Coastal Coromandel, Hot Water Beach & Cathedral Cove
Posted by Andrea in Friday, March 26th 2010

Waking up to another blue skied morning, we gathered our stuff together to head out on an exploration day. Armed with our shovel and towels (both provided by the motel, the towels so we didn´t get our own messed up) headed northwards along the coast towards Hot Water Beach where you can dig a hole in the sand to access the natural hot water which is beneath.

The coastal drive was again breathtaking, with a winding road taking us up and over forest covered hillsides. On arriving at the beach, we were pleased to see that it wasn´t too crowded as Paul from the motel had told us that it could get quite busy at times. This event only occurs two hours either side of low tide. So, we ambled across the sand to where numerous people had already started to congregate and who were already shoveling away like possessed gold diggers. As the holes were being dug so close to the slowly retreating shoreline it seemed that every hole was soon being filled up with water with each ebb of the returning tide. Dani held fast to his preferred spot, and waited for the tide to go down further. During this time, the possessed gold diggers kept on with their shoveling, slowly but surely starting to produce their holes, waiting to see if they could feel the hot water rising from beneath. It was hard work for all of those digging as any progress made depth wise, was soon filled in with the retreating ocean. Strategies were put into place with sand ´walls´being built around the slowly appearing holes, to stop this from happening. Eventually, the early arriving gold diggers hit jackpot with water appearing into their small craters from below, hot enough to burn the bottoms eager to be submerged into them….so it was a case of knocking down some of the sand wall to let in some cold ocean water ;-)

It was amusing to watch as each couple or group of friends who arrived at the start of this digging frenzy managed to repeat the same actions as those before. Standing still in the sand and doing ´the twist´to slowly submerge their feet into it to see if they could feel any difference in the temperature a few centimeters below. Women tended to start this first, but once their partners or friends saw the method in the madness, they were soon all participating in ´the twist´. I am not sure if anyone else noticed but it made me smile as everyone seemed to do it! The second thing new arrivals were tending to do was to notice holes that had been dug and left abandoned with an ankle deep amount of water at the bottom. Toes were gingerly stuck into the water just to see how hot the water was, only to realize that these abandoned holes had been left due to the fact that there was no hot water running underneath in that spot….several mutterings of ´can you feel anything?´took place before they moved off.

▶ [RECORD SET]
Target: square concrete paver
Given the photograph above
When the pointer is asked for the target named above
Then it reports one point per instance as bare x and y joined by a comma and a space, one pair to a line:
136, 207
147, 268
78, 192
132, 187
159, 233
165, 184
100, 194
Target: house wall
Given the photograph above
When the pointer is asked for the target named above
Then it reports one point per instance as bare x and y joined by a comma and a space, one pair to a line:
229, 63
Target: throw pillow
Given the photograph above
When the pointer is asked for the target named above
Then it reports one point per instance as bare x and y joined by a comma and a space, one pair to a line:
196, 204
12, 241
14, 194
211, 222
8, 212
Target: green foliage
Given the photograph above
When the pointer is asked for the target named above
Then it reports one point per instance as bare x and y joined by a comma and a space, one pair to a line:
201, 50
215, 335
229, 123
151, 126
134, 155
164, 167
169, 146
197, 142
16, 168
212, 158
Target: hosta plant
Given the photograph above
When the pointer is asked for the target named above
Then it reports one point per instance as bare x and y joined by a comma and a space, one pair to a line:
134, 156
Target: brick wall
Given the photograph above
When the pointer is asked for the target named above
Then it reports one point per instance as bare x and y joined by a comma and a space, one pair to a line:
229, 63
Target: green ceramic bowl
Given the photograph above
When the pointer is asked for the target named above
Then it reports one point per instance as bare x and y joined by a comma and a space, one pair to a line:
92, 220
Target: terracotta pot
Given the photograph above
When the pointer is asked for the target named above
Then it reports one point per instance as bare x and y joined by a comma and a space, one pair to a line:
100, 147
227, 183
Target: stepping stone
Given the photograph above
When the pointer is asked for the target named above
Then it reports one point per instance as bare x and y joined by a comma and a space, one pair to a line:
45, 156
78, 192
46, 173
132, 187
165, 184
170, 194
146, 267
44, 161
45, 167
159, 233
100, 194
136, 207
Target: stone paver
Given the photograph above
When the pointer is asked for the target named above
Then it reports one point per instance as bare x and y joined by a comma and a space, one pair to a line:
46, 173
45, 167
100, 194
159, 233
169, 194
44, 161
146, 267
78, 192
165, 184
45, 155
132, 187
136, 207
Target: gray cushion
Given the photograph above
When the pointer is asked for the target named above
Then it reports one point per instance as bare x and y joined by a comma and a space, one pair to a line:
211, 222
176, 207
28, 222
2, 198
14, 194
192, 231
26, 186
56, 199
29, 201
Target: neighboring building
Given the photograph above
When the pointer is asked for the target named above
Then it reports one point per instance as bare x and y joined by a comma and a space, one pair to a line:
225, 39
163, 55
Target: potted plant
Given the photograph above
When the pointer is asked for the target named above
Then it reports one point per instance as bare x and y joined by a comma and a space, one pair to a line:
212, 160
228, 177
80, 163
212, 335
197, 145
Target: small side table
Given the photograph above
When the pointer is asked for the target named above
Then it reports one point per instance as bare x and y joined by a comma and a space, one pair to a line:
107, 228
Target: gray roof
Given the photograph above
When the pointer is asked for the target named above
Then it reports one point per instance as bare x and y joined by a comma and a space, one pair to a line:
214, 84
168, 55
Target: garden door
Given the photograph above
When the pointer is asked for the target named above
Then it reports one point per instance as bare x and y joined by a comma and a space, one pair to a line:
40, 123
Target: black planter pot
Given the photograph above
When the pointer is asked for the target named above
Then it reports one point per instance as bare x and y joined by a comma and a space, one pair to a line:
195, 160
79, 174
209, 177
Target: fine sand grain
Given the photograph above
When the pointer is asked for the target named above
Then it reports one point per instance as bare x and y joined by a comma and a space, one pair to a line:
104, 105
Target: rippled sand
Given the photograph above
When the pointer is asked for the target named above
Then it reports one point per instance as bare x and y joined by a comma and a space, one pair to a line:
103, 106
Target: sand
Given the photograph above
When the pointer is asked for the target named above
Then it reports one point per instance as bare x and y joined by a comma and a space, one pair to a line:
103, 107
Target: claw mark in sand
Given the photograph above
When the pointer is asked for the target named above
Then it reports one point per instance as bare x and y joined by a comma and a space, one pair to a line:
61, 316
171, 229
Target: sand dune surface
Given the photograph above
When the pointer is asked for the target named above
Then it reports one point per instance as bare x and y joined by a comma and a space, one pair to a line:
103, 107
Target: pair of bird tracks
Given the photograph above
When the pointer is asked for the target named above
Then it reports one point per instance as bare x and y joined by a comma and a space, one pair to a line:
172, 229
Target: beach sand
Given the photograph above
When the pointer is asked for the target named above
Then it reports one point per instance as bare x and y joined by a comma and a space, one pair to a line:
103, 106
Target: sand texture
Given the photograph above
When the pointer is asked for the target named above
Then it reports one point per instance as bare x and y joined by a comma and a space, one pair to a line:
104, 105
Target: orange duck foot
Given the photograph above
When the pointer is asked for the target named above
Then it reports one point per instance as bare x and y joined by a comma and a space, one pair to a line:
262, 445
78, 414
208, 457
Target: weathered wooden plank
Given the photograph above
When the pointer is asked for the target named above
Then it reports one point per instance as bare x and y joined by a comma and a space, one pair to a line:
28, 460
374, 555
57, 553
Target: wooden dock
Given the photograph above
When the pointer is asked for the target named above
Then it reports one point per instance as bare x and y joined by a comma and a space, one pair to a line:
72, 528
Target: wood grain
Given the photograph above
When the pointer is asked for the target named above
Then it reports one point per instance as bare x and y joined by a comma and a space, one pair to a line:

▶ [INSTRUCTIONS]
- 1) In the Hot Water Beach post, reproduce the passage from "Waking up to" to "which is beneath.", changing "shovel" to "spade".
- 2) Condense the Hot Water Beach post's paragraph beginning "It was amusing to watch" into a bulleted list of its main points.
- 3) Name every person mentioned by name in the Hot Water Beach post.

▶ [TASK RESULTS]
- 1)
Waking up to another blue skied morning, we gathered our stuff together to head out on an exploration day. Armed with our spade and towels (both provided by the motel, the towels so we didn´t get our own messed up) headed northwards along the coast towards Hot Water Beach where you can dig a hole in the sand to access the natural hot water which is beneath.

- 2)
- Each couple or group arriving at the start of the digging repeated the same actions as those before them.
- First, they stood in the sand doing "the twist" to sink their feet and test whether it was warmer a few centimeters down.
- Women usually began this, and their partners or friends soon joined in.
- Next, newcomers tested abandoned holes that held ankle-deep water by dipping their toes in.
- They found these holes had been left because no hot water ran beneath them there, and after asking each other "can you feel anything?" they moved on.

- 3) Andrea, Paul, Dani